* [ENTRIES]

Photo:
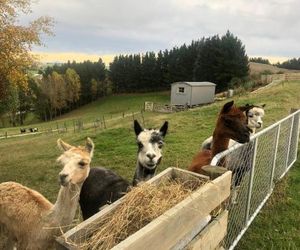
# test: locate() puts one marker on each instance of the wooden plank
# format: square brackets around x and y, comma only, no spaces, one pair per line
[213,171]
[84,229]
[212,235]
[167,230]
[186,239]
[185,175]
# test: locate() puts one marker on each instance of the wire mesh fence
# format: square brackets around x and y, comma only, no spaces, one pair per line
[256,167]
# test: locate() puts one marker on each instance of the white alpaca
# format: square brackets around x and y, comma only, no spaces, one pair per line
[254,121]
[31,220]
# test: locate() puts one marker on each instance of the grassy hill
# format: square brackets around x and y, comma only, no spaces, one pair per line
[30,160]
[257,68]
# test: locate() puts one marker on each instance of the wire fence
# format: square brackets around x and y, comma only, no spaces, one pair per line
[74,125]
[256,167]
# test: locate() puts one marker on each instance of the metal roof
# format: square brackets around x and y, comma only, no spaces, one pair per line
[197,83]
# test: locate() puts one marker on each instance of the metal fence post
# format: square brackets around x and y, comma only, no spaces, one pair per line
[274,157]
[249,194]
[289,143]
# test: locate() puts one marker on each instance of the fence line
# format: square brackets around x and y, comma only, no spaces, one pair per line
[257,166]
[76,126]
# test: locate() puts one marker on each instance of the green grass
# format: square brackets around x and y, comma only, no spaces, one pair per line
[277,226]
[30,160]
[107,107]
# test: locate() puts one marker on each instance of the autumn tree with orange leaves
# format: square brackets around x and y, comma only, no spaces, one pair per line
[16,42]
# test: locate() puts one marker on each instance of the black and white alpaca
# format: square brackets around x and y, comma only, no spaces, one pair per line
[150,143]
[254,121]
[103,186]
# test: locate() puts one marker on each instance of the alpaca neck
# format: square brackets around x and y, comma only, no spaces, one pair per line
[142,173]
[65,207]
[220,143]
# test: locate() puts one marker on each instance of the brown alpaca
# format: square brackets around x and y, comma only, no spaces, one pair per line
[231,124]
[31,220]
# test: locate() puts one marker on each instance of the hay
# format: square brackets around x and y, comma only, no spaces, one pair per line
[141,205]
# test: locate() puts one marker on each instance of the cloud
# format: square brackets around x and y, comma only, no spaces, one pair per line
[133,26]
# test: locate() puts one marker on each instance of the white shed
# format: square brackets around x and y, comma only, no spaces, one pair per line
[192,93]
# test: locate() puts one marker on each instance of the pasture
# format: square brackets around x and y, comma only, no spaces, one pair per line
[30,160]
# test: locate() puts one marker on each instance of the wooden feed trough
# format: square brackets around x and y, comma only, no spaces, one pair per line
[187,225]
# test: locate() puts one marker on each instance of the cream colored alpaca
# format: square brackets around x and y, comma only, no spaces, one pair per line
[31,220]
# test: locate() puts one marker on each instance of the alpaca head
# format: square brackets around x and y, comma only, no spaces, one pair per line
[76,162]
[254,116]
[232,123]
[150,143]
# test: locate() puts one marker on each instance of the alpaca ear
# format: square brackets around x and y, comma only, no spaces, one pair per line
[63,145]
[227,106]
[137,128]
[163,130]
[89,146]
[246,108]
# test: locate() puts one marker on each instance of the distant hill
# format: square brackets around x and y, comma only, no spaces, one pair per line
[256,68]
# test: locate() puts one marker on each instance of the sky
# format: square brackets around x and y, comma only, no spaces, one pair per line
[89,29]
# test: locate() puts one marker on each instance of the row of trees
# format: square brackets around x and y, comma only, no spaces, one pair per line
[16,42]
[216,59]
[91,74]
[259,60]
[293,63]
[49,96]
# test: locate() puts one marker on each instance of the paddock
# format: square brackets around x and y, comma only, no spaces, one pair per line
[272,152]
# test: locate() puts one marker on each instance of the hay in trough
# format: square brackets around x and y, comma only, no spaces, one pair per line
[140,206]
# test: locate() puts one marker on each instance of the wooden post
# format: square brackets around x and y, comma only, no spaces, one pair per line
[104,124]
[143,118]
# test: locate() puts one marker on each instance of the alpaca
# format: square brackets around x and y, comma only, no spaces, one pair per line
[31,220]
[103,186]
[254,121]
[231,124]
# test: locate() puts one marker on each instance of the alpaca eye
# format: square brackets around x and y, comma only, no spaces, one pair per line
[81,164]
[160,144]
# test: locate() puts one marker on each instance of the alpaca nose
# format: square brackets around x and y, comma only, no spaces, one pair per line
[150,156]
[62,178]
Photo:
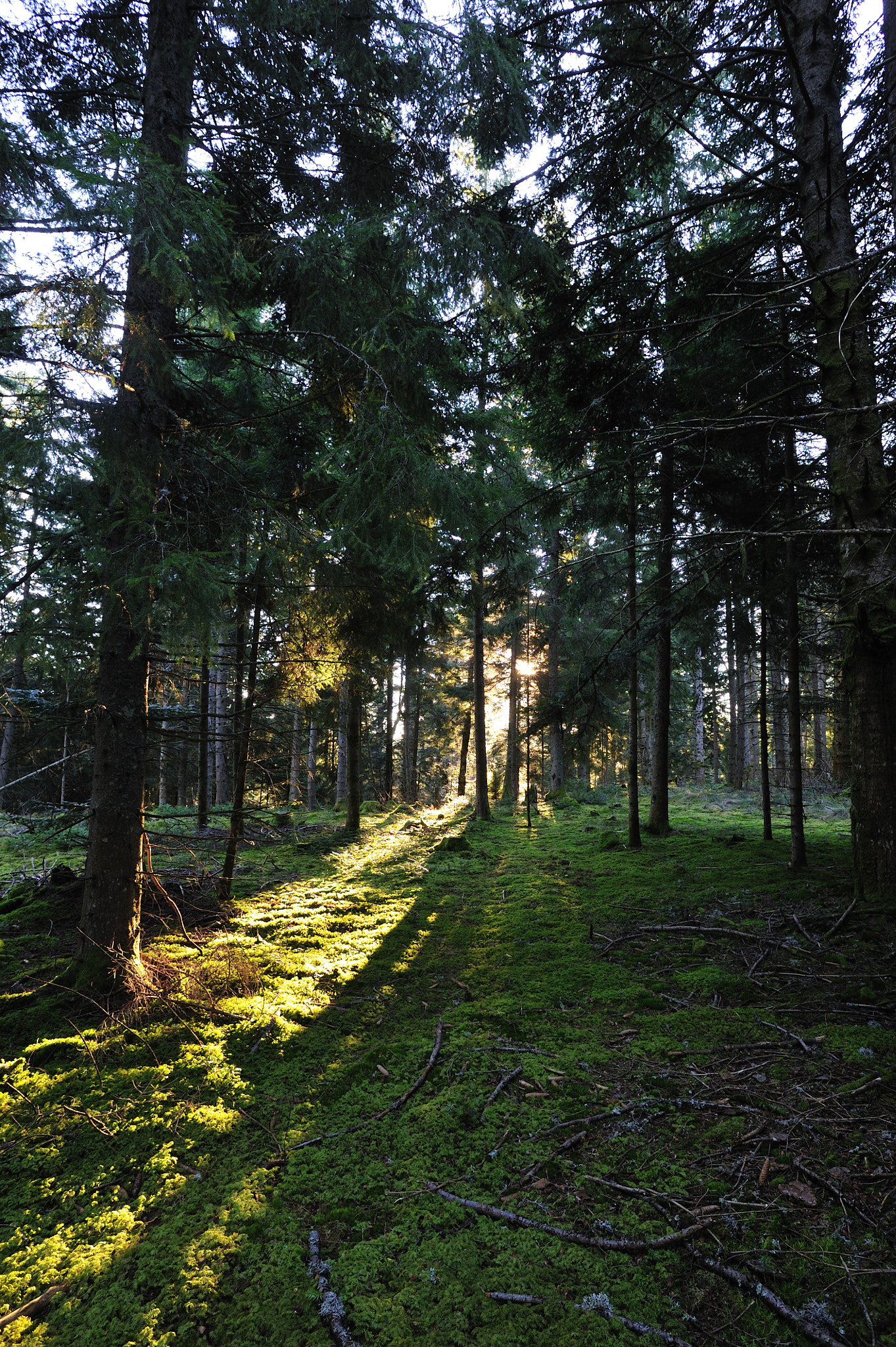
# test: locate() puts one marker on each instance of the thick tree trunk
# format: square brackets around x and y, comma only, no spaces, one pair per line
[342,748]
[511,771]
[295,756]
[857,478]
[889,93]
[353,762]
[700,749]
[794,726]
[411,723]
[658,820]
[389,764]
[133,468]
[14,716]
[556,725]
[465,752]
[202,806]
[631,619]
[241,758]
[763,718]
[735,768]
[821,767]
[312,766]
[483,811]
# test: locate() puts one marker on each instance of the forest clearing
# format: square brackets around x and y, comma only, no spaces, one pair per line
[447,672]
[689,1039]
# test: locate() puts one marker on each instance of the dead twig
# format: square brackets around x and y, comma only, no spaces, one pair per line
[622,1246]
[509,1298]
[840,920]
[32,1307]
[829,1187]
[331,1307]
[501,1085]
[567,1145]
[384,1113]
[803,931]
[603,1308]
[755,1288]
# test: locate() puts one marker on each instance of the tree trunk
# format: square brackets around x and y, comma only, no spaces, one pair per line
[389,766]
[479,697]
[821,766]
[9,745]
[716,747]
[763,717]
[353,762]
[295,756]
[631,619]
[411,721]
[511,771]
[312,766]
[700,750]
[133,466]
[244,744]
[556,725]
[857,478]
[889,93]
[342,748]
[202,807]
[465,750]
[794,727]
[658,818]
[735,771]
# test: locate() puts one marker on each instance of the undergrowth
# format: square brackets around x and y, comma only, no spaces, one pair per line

* [PROBLEM TO WORK ON]
Can you retype the whole listing above line for line, without changing anything, and leave out the pictures?

* [REPLY]
Photo:
# test: locate() puts one marker on each instance of the wooden plank
# format: square brackets around x and y, comma only, no spaces, one pair per line
[213,171]
[84,229]
[212,235]
[167,230]
[186,239]
[185,175]
# test: locate() puts one marker on each instance of the wire mesh fence
# format: square brackets around x and y, comma only, no spaces, one pair per line
[256,167]
# test: locate() puts one marker on each instance of the white alpaca
# format: square brackets around x and y, comma only, no spaces, one pair per line
[254,121]
[31,220]
# test: locate() puts one marker on each instance of the grassy hill
# format: square brackets around x and y, comma only, no spaces, one pair per line
[30,160]
[257,68]
# test: locate() puts one marker on each instance of the wire fence
# format: square brackets around x and y, comma only, no spaces, one pair per line
[74,125]
[256,167]
# test: locate() puts one marker on each instance of the metal roof
# format: square brackets around x and y, comma only, no spaces, one pair per line
[197,83]
# test: locate() puts one marker on each instance of the metal fence post
# format: square brackets around x and y, comma only, no spaces, one pair per line
[274,157]
[249,194]
[289,143]
# test: locate() puts one marker on each instance of the fence line
# format: square brackets around x and y, comma only, no spaces, one pair per line
[257,166]
[76,126]
# test: locate() puts one marker on each instance of the green grass
# format: square brackets around x and y, comma only, no spaces, one pair per line
[277,226]
[30,160]
[107,107]
# test: locate() puts one marker on each instance of the autumn tree with orange leaves
# format: square brackets around x and y, comma only, no spaces, one pair per line
[16,42]
# test: locate() puts one marker on each instance of the black and white alpaca
# format: square brackets around x and y, comma only, no spaces, one pair per line
[150,143]
[254,121]
[103,186]
# test: locate() puts one marker on each instance of the alpaca neck
# format: square brackets around x and y, comma only, no spaces, one pair per line
[142,173]
[65,207]
[220,143]
# test: locate() puts one marker on each instance of the brown alpaca
# format: square brackets around x and y, comma only, no spaces, one pair per line
[231,124]
[31,220]
# test: locate() puts one marker on each instance of the hay
# format: square brackets around x and y, comma only, no spaces, one pair per line
[141,205]
# test: locate() puts one marker on each instance of the cloud
# format: square brackets around x and y, comma only, no spaces, one pair per line
[133,26]
# test: locate() puts one marker on each instance of the white shed
# format: square brackets around x and y, comma only, no spaces, one pair per line
[192,93]
# test: locate() puts one marker on each instance of the pasture
# format: square brackets around x and y, comma only, no spaces, one pair per line
[30,160]
# test: locate() puts one marker on each instance of the wooden feed trough
# format: square brackets around x and y, comma only, no spaces, one pair per line
[187,225]
# test: locate() puts one marker on each instance of the cream colored alpaca
# format: square brackets around x and y, comma only, no spaces, one pair per line
[31,220]
# test: locate() puts one marker on each instance of the alpaca head
# format: square brackets around x and y, comma only, no spaces, one pair per line
[76,162]
[254,116]
[232,123]
[150,143]
# test: locate() puts one marker on each instance of the alpaca ear
# format: square brackets around x and y, comma only, no spaces, one pair per line
[63,145]
[227,106]
[137,128]
[163,130]
[89,146]
[246,108]
# test: locate() puts one marker on each instance of the distant hill
# format: square brackets around x and y, comma only, no spaces, one pair per line
[256,68]
# test: locate() puts one marker on each instance of the sky
# format: square brackets around x and y, comma only, no spaces, one pair per line
[89,29]
# test: locate() puts one marker on each instance of the row of trees
# format: square brackets around x and y, comma only, no spaces, one pair per line
[16,42]
[216,59]
[91,74]
[259,60]
[293,63]
[49,96]
# test: locate() puts one marker on each instance of the paddock
# format: square brackets around x and y, comma only, no spaces, one pair per line
[272,152]
# test: locate() puts one marker on each instance of the hay in trough
# format: square brackets around x and y, comma only, no spaces, one pair per line
[140,206]
# test: locate() puts one marker on each instance of the wooden post
# format: square brackets around x and y, comma only, no spaces, one pair per line
[104,124]
[143,118]
# test: locate() puts one marker on each instance of the alpaca
# format: square brackets around x and y, comma only, no spaces, one pair per line
[31,220]
[103,186]
[254,121]
[231,124]
# test: locate() puts one marker on each instance of the alpaca eye
# format: square brackets around x and y, comma only, no spaces, one pair per line
[81,164]
[160,144]
# test: locate() puts one marker on each instance of the alpaca nose
# format: square brackets around x and y, comma only, no spaces, one pair per line
[150,156]
[62,178]
Photo:
# test: locate() puts one marker on each instance of the thick tree trunk
# format: square brackets around x and y, comma only, no spaces, one pair per line
[342,748]
[511,771]
[295,756]
[857,478]
[889,93]
[353,762]
[700,749]
[794,726]
[411,723]
[658,820]
[389,764]
[133,468]
[14,716]
[556,725]
[465,752]
[202,806]
[631,619]
[241,758]
[763,718]
[735,768]
[821,767]
[312,766]
[483,811]
# test: locate() puts one marker on each instance of the forest clearing
# format: square brackets around x and y, comma only, no spaces, one pair per line
[447,672]
[689,1039]
# test: locate() puts one marker on each instance of the dead twig
# format: square brackets around x and y, comma only, no spaces, one pair per line
[622,1246]
[509,1298]
[840,920]
[32,1307]
[829,1187]
[331,1307]
[501,1085]
[567,1145]
[384,1113]
[803,931]
[603,1308]
[755,1288]
# test: locate() puts one marker on each instance of the tree trunk
# format: square brackets around x and y, comma only, no spaces, one pair per line
[389,766]
[479,697]
[821,766]
[9,745]
[716,747]
[763,717]
[353,762]
[295,756]
[631,619]
[411,721]
[511,771]
[312,766]
[700,750]
[133,466]
[244,744]
[556,725]
[857,478]
[889,93]
[342,748]
[202,807]
[465,750]
[794,727]
[658,818]
[735,771]
# test: locate() puts one marker on each instance of the undergrowth
# format: square brackets around x and y, comma only, no spaces, one pair per line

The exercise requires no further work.